Copy the lines from the records that run from the line with "drawmask --target concrete" up to and including the line with "248], [127, 250]]]". Reproduce them character for character, with nothing else.

--------------------------------

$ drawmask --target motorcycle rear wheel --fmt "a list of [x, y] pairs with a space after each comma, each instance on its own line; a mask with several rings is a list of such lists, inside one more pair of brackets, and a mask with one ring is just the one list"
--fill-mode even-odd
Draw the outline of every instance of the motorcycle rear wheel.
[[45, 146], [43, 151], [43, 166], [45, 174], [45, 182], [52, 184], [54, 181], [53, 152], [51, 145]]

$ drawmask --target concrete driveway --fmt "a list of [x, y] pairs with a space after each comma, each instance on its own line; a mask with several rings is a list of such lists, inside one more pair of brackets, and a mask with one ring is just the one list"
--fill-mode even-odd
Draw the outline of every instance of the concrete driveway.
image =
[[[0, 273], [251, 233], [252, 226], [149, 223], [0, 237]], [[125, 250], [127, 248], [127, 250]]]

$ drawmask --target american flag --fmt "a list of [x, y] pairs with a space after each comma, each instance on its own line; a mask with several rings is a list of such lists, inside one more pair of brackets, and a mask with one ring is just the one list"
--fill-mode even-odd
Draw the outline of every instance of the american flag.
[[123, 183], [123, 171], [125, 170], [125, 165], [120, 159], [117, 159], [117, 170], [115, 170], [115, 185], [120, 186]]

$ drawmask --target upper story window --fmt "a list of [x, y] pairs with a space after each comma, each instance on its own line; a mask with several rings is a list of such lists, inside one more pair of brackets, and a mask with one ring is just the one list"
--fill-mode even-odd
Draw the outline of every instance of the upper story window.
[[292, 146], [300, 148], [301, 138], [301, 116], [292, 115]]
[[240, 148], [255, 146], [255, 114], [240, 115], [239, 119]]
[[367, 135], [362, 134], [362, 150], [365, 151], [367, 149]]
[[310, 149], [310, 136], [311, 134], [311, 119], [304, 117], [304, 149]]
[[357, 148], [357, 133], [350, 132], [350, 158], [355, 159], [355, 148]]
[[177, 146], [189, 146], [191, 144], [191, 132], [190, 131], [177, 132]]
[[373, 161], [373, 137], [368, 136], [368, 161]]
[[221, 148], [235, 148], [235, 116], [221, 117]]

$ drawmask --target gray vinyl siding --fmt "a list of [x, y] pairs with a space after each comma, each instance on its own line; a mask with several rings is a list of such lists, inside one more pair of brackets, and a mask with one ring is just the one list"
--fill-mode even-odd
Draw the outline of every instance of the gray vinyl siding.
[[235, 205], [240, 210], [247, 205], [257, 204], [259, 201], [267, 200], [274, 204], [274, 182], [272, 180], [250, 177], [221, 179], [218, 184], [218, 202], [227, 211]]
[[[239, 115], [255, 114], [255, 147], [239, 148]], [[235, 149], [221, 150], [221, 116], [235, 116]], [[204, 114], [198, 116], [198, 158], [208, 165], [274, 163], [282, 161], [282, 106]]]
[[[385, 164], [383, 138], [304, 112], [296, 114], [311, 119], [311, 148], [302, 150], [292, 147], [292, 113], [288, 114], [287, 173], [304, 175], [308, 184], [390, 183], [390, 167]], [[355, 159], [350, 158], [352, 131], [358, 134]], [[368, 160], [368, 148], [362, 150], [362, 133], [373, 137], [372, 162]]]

--------------------------------

• Exercise solution:
$ drawmask --target concrete driveway --fmt "a list of [x, y] pairs with a space after each comma, each instance on its own line; a mask with several rings is a list of such lists, inside one more pair of brackets, and a mask with one ring is just the one list"
--fill-mode even-odd
Draw the outline of every instance of the concrete driveway.
image =
[[[0, 273], [251, 233], [252, 226], [149, 223], [0, 237]], [[125, 250], [127, 248], [127, 250]]]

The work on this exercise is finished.